» **Selected extract**

Despite our earlier conclusion that Davis's confession should not have been received, such a procedural defect, if found, bars habeas relief. We have held that "when a state court bases its decision upon the alternative grounds of procedural default and a rejection of the merits, a federal court must, in the absence of good 'cause' and 'prejudice,' deny habeas relief because of the procedural defect." Cook v. Lynaugh, 821 F.2d 1072, 1077 (5th Cir.1987). See also Thompson v. Lynaugh, 821 F.2d 1080 (5th Cir.1987). There can be no doubt, in view of the matter quoted above, that the Mississippi Court rested its decision on alternative grounds, one of which was procedural default. That being so, this claim for habeas relief must fail.2Right to a Speedy Trial

21

Davis asserts that he was denied the right to a speedy trial in violation of the Sixth Amendment. Although the district court reviewing the habeas petition found the Pearl River County Court's procedure "extremely troublesome" and "deficient," it dismissed the claim, finding that no prejudice was proven by Davis.

22

As we have noted, Davis was formally indicted on March 16, 1979 and arraigned on November 15, 1979. His trial, however, did not begin until April 10, 1980. This was a delay of about five months between arraignment and trial and of about thirteen months between indictment and trial. These delays were partly the result of the unique character of the Pearl River County Court. Between March 1979 and April 1980, the court was open to hear criminal cases only between March 12th and April 27th and between November 5th and November 23rd, 1979.

23

First, it is important to note that the Mississippi Speedy Trial Act requires that indictments be tried within 270 days (about 9 months) of arraignment unless good cause can be shown for delay. See Mississippi Speedy Trial Act, Mississippi Code Ann. Sec. 99-17-1 (Supp.1987). Davis has no claim under that statute in that the delay between his arraignment and trial was about five months.

24

It is not impossible, however, for Davis to have a constitutional claim despite the State's compliance with its statute. As Mississippi courts have acknowledged, "the constitutional right to a speedy trial, as opposed to section 99-17-1, attaches at the time of a formal indictment or else the actual restraints imposed by arrest and holding to answer a criminal charge." Perry v. State, 419 So.2d 194, 198 (Miss.1982). The Supreme Court has adopted a four-factor balancing test to assess whether an accused's Sixth Amendment rights have been violated. The factors to be balanced are: 1) the length of delay; 2) the reason for delay; 3) the defendant's assertion of his rights; and 4) the prejudice to the defendant resulting from the delay. Barker v. Wingo, 407 U.S. 514, 530, 92 S.Ct. 2182, 2192, 33 L.Ed.2d 101 (1972). In evaluating the factors, the district court was not clearly erroneous in deciding that Davis's constitutional right to a speedy trial had not been violated.

» **Data section**

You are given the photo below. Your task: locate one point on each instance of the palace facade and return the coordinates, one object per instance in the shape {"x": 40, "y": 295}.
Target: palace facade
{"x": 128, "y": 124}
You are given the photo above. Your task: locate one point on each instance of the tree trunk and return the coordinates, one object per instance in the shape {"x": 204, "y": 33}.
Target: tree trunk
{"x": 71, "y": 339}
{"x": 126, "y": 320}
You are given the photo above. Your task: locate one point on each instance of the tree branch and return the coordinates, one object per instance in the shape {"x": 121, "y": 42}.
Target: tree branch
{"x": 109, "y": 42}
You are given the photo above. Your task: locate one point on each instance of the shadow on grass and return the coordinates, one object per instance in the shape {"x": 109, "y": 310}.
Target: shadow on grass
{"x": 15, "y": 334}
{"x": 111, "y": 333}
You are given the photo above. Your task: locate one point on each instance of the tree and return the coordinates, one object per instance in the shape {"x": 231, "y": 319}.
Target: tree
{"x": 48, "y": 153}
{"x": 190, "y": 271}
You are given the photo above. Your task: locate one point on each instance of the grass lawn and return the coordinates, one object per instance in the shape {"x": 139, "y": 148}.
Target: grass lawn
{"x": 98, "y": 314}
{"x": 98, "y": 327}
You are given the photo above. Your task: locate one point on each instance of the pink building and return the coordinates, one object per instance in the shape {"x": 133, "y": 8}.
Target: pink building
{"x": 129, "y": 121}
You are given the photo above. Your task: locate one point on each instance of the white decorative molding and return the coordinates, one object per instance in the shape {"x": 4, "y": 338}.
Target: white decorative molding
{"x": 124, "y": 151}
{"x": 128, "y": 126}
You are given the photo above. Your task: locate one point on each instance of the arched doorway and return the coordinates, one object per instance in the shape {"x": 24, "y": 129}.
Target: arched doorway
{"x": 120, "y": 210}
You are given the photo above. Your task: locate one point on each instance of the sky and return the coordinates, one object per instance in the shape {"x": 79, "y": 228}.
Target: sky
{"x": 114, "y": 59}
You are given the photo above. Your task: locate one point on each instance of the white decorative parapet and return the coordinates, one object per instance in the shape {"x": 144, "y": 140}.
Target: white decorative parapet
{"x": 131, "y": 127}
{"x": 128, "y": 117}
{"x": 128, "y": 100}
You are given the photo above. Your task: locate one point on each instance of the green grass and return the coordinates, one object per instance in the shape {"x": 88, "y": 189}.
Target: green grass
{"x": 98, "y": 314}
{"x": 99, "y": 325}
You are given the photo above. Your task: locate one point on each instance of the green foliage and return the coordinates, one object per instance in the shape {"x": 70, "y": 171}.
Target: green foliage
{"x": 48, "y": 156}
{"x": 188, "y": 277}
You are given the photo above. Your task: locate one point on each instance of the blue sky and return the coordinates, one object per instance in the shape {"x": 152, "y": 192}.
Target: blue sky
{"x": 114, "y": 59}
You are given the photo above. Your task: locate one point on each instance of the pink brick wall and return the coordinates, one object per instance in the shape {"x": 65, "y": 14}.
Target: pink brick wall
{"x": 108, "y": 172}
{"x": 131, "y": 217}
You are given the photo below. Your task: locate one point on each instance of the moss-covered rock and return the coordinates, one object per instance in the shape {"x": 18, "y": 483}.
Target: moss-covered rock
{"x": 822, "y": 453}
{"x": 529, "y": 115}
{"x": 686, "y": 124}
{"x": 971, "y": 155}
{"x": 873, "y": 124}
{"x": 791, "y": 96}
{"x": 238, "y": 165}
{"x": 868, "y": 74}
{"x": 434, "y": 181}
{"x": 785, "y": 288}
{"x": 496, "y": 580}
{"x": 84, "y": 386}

» **Exercise task A**
In the court opinion:
(i) On what date was Davis formally indicted?
(ii) Within how many days of arraignment does the Mississippi Speedy Trial Act require indictments to be tried?
(iii) Which case does the court cite for the Supreme Court's four-factor balancing test?
» **Exercise task B**
Carry the court opinion forward with the next paragraph, picking up after its final sentence.
The items come from a separate source and have no connection to the court opinion.

» **Task output A**
(i) March 16, 1979
(ii) 270 days
(iii) Barker v. Wingo

» **Task output B**
25

First, the Supreme Court has identified the length of delay as a threshold factor in the balancing test. See Barker, 407 U.S. at 530, 92 S.Ct. at 2192. "Until there is some delay which is presumptively prejudicial, there is no necessity to go into the balance." Id. Our Circuit's decisions would place the thirteen month delay between Davis's indictment and trial as "between the 10 1/2 month delay not considered presumptively prejudicial in United States v. Maizumi, 526 F.2d 848 (5th Cir.1976), and the 15-month delay considered presumptively prejudicial in United States v. Avalos, 541 F.2d 1100 (5th Cir.1976)." United States v. Greer, 655 F.2d 51, 52-53 (5th Cir.1981). This being so, it will be necessary to examine the remaining factors. In fact, the Supreme Court has pointed out that "because of the imprecision of the right to speedy trial, the length of delay that will provoke such an inquiry is necessarily dependent upon the peculiar circumstances of the case." Barker, supra, 407 U.S. at 530-31, 92 S.Ct. at 2192.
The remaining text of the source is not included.